=== Work to complete ===
Please extend the passage below on vitamin A toxicity, picking up right after its last sentence.

=== Exercise text ===
Chronic toxicity in older children and adults usually develops after doses of > 30,000 RAE (> 100,000 IU)/day have been taken for months. Megavitamin therapy is a possible cause, as are massive daily doses (50,000 to 120,000 RAE [150,000 to 350,000 IU]) of vitamin A or its metabolites, which are sometimes given for nodular acne or other skin disorders. Adults who consume > 1500 RAE (> 4500 IU)/day of vitamin A may develop osteoporosis. Infants who are given excessive doses (6,000 to 20,000 RAE [18,000 to 60,000 IU]/day) of water-miscible vitamin A may develop toxicity within a few weeks. Birth defects occur in children of women receiving isotretinoin


(which is related to vitamin A) for acne treatment during pregnancy.

Although carotene is converted to vitamin A in the body, excessive ingestion of carotene causes carotenemia, not vitamin A toxicity. Carotenemia is usually asymptomatic but may lead to carotenosis, in which the skin becomes yellow. When taken as a supplement, β-carotene has been associated with increased cancer risk; risk does not seem to increase when carotenoids are consumed in fruits and vegetables.

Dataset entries

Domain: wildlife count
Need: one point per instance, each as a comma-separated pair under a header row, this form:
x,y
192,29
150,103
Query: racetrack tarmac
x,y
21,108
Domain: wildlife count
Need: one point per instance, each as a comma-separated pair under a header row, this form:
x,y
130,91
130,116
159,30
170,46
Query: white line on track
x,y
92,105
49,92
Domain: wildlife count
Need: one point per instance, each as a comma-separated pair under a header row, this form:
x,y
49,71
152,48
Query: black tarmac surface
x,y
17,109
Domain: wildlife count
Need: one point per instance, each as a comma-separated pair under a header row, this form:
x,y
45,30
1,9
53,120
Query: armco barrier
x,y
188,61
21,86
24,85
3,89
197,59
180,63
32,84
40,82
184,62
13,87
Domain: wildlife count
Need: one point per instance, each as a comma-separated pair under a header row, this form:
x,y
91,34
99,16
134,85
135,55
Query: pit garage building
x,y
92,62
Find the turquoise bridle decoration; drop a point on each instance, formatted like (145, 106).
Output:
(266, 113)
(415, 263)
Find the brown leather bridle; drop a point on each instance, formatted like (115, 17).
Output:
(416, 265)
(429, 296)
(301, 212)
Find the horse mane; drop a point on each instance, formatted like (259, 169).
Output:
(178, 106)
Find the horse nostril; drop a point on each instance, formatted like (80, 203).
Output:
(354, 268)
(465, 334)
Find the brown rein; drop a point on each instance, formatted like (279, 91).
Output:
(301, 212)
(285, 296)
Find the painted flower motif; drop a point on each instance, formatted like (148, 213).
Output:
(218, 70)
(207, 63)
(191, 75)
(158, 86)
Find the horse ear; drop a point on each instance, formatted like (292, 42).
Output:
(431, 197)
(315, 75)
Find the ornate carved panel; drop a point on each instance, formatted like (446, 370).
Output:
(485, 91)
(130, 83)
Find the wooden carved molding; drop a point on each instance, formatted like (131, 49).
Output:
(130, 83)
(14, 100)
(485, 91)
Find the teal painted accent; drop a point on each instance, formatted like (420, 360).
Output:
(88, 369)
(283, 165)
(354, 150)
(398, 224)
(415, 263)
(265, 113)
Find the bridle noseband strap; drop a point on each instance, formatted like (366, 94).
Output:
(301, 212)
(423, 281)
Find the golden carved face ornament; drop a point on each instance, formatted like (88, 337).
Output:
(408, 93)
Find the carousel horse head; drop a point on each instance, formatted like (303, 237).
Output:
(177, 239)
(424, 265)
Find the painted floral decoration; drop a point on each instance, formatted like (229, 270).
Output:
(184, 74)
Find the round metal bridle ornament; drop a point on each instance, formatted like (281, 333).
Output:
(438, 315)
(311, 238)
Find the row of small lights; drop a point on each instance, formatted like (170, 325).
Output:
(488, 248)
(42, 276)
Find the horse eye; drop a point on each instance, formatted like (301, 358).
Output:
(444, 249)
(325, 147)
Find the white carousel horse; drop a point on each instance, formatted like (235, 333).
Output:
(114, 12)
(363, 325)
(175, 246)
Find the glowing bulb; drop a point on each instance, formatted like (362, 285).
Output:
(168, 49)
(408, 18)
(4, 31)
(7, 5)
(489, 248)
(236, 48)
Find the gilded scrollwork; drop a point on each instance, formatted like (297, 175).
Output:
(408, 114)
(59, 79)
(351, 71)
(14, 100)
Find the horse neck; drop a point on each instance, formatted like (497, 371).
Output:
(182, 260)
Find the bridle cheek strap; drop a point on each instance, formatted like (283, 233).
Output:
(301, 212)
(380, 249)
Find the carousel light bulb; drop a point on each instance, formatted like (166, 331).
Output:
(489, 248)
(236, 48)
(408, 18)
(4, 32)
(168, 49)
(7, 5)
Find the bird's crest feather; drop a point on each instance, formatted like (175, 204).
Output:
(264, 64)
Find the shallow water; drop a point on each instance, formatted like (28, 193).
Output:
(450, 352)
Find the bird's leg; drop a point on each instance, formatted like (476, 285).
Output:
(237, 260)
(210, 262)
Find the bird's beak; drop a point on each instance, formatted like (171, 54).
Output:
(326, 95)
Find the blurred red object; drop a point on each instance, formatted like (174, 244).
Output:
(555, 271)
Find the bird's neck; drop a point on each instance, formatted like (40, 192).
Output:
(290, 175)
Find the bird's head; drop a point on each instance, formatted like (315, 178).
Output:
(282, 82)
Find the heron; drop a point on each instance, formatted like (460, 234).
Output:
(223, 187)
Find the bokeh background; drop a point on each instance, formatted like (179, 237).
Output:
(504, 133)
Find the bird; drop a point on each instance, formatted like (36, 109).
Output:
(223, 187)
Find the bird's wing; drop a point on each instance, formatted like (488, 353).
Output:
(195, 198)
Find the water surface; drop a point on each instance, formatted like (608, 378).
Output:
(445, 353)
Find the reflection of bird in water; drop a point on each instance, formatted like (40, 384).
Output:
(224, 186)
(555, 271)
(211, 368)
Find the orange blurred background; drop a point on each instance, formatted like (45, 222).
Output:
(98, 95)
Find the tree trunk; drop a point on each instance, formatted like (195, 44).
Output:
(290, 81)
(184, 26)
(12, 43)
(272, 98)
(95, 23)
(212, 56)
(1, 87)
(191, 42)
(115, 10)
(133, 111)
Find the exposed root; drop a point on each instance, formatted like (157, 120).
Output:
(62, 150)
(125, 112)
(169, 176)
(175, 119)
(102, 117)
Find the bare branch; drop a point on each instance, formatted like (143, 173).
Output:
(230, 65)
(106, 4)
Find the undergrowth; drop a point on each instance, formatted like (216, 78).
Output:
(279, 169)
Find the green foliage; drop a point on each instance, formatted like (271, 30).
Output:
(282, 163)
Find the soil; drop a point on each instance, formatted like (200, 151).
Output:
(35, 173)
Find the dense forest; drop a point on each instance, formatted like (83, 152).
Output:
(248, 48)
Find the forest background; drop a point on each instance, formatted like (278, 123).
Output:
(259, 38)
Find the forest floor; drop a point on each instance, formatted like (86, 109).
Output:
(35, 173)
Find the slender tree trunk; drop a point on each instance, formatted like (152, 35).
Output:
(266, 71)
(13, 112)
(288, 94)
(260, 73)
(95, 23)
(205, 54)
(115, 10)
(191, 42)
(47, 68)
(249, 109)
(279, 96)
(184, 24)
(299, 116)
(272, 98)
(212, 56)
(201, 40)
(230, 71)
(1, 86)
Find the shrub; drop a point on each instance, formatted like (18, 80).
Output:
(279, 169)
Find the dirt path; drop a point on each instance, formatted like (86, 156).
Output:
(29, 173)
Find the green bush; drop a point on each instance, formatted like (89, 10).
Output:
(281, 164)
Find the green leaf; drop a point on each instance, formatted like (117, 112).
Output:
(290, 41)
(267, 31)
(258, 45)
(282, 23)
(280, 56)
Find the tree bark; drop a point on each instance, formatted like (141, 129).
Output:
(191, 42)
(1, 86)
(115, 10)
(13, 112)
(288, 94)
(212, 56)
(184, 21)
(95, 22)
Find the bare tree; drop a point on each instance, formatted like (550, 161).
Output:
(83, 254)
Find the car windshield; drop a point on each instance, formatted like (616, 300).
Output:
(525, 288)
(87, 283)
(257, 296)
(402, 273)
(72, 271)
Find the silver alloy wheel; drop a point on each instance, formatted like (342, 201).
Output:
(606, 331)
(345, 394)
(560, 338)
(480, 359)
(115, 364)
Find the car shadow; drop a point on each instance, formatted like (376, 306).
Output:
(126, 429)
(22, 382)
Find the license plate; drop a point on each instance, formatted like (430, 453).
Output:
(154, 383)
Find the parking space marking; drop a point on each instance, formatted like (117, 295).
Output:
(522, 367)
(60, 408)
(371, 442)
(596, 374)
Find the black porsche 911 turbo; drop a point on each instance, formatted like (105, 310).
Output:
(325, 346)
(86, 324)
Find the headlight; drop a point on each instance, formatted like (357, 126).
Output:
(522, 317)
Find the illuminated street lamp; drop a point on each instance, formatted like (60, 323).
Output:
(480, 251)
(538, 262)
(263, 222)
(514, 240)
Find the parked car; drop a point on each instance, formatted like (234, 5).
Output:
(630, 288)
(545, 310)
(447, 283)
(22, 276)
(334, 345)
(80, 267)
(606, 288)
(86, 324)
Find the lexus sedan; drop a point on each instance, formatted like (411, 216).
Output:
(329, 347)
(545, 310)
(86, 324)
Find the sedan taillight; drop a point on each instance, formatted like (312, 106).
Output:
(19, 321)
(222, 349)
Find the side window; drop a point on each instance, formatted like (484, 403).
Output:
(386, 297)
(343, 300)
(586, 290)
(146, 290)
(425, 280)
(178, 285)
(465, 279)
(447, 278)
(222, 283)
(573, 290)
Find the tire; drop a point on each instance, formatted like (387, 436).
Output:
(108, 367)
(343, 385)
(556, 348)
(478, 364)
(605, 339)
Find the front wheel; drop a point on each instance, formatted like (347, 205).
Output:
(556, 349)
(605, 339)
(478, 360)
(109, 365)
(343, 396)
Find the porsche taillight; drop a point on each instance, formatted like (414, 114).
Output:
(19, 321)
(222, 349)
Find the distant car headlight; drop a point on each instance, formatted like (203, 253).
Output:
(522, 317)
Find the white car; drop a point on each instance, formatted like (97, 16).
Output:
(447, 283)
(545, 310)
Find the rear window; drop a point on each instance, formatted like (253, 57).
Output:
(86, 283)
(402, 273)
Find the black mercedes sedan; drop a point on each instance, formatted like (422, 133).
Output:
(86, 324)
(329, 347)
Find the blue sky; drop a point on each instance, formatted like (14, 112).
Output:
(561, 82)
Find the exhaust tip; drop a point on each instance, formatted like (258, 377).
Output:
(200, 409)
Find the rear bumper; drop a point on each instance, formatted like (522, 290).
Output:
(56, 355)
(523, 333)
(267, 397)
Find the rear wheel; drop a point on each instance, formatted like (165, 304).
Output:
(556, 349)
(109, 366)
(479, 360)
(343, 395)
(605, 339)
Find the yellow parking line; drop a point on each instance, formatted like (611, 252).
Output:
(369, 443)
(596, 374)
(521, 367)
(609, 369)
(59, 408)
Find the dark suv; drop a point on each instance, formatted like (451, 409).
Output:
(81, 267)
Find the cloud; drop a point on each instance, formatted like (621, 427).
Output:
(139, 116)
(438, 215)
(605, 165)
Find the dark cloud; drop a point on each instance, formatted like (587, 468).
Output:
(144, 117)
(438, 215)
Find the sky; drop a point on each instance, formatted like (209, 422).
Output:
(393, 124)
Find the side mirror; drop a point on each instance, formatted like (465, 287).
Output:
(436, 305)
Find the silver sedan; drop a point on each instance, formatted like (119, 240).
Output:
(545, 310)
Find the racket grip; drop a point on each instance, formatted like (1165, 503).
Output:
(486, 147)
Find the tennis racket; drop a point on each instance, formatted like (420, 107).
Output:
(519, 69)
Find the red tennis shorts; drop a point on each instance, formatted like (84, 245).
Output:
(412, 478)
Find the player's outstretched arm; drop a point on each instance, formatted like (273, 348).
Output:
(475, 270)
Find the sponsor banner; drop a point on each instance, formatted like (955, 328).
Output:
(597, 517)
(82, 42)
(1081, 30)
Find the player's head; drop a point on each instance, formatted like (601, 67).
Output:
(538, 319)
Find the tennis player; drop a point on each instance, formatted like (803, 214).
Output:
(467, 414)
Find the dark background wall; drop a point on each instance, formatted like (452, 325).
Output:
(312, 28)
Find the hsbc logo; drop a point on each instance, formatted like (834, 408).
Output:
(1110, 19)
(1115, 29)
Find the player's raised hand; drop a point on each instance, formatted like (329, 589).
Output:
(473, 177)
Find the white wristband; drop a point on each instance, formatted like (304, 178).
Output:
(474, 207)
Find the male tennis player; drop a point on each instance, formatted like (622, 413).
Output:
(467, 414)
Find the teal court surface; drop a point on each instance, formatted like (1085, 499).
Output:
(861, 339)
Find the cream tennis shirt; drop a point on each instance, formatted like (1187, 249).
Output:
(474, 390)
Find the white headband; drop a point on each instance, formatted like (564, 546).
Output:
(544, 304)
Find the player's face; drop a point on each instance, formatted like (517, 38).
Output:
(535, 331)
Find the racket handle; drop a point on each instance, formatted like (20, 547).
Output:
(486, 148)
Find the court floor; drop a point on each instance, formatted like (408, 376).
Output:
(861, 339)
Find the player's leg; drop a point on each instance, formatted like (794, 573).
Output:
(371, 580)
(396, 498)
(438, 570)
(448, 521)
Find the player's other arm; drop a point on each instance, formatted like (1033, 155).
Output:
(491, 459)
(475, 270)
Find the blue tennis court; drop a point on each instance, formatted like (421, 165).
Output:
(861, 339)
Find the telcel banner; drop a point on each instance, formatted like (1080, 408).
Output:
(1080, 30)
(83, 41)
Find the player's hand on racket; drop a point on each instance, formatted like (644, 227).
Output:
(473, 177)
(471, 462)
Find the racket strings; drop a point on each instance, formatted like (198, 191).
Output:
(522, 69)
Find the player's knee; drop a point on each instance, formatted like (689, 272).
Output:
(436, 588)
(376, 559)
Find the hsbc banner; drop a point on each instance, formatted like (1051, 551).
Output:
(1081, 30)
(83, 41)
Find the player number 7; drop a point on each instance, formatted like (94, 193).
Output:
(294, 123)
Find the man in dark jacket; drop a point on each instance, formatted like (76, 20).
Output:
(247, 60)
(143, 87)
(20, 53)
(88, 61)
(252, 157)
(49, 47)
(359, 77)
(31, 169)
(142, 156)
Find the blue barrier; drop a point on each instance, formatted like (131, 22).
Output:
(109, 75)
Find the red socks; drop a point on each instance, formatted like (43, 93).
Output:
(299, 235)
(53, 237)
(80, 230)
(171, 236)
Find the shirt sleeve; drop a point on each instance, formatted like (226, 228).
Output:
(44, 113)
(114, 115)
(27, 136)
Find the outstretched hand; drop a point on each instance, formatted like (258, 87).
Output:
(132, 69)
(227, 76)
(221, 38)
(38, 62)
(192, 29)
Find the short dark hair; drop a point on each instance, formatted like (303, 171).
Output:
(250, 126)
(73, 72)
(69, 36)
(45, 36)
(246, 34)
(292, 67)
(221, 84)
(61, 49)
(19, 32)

=== Expected answer ===
Symptoms and Signs
Although symptoms may vary, headache and rash usually develop during acute or chronic toxicity. Acute toxicity causes increased intracranial pressure. Drowsiness, irritability, abdominal pain, nausea, and vomiting are common. Sometimes the skin subsequently peels.

Early symptoms of chronic toxicity are sparsely distributed, coarse hair; alopecia of the eyebrows; dry, rough skin; dry eyes; and cracked lips. Later, severe headache, pseudotumor cerebri, and generalized weakness develop. Cortical hyperostosis of bone and arthralgia may occur, especially in children. Fractures may occur easily, especially in the elderly. In children, toxicity can cause pruritus, anorexia, and failure to thrive. Hepatomegaly and splenomegaly may occur.

In carotenosis, the skin (but not the sclera) becomes deep yellow, especially on the palms and soles.

Diagnosis
Clinical evaluation
Diagnosis is clinical. Blood vitamin levels correlate poorly with toxicity. However, if clinical diagnosis is equivocal, laboratory testing may help. In vitamin A toxicity, fasting serum retinol levels may increase from normal (28 to 86 μg/dL [1 to 3 µmol/L]) to > 100 μg/dL (> 3.49 µmol/L), sometimes to > 2000 μg/dL (> 69.8 µmol/L). Hypercalcemia is common.

Differentiating vitamin A toxicity from other disorders may be difficult. Carotenosis may also occur in severe hypothyroidism and anorexia nervosa, possibly because carotene is converted to vitamin A more slowly.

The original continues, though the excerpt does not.